Data items:
+ + +
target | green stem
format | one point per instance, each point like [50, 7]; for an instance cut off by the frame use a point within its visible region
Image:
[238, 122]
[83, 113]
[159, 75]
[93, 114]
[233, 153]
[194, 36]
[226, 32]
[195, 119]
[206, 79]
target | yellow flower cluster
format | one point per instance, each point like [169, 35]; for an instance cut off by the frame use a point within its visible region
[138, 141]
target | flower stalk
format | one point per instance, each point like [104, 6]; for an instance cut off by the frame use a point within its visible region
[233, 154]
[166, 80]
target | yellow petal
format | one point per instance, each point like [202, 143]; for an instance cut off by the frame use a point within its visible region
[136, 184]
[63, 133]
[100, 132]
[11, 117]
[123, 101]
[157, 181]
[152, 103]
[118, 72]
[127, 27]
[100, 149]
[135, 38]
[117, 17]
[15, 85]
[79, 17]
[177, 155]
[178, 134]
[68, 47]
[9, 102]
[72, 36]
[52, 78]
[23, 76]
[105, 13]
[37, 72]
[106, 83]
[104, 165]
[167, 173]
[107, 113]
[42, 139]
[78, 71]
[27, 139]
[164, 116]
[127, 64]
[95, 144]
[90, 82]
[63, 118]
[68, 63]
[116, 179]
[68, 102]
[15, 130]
+ + +
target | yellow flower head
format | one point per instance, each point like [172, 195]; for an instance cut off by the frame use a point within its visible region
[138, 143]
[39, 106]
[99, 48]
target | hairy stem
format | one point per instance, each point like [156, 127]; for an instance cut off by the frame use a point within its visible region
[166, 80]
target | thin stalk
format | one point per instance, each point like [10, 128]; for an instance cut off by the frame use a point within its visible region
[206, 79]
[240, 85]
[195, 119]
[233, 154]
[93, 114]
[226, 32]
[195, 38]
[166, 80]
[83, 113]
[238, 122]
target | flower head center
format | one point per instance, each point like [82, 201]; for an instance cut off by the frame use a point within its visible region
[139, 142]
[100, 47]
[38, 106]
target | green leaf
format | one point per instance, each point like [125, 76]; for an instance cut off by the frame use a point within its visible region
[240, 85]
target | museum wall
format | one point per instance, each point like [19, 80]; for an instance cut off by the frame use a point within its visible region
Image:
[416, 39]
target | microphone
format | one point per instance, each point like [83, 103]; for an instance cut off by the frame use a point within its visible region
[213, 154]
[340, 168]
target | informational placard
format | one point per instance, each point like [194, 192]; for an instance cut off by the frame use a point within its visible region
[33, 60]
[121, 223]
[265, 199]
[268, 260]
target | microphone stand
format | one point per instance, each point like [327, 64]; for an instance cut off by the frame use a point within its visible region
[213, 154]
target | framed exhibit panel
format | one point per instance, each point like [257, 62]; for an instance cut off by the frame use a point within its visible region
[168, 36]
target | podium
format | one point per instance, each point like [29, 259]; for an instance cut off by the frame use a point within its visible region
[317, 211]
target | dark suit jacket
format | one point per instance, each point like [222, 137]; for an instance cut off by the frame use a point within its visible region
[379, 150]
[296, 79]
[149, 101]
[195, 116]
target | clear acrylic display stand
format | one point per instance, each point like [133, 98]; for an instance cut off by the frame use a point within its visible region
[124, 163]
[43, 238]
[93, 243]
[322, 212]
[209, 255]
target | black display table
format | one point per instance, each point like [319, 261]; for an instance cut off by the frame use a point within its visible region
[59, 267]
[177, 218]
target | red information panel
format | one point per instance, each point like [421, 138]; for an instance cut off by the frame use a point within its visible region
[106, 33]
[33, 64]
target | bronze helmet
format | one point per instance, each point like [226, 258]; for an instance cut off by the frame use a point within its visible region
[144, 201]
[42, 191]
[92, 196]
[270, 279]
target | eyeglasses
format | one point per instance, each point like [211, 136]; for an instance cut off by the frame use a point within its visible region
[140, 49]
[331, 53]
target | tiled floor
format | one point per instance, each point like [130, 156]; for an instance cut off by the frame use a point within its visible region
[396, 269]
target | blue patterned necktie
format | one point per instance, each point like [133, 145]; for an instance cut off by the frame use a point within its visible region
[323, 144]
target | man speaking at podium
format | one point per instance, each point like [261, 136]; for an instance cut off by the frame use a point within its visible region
+ + +
Exercise:
Convert everything in the material from the line containing "target | eyeglasses" down to the line containing "format | one point per instance, each point like [261, 136];", both included, into a numbered list with blank lines omitted.

Right answer:
1. target | eyeglasses
2. format | one point per instance, each point like [211, 136]; for an instance cut off by the frame use a point within its visible region
3. [140, 49]
4. [331, 53]
5. target | tiled floor
6. format | one point per instance, each point like [130, 156]; for an instance cut off by the frame use a point within its visible region
7. [396, 269]
8. target | blue patterned necktie
9. format | one point per instance, each point like [133, 145]; for an instance cut off by the frame use a point within its visible region
10. [323, 144]
11. target | man speaking at podium
12. format | one point per instance, each point like [261, 136]; for an instance cut off by the frame use a point within its visible region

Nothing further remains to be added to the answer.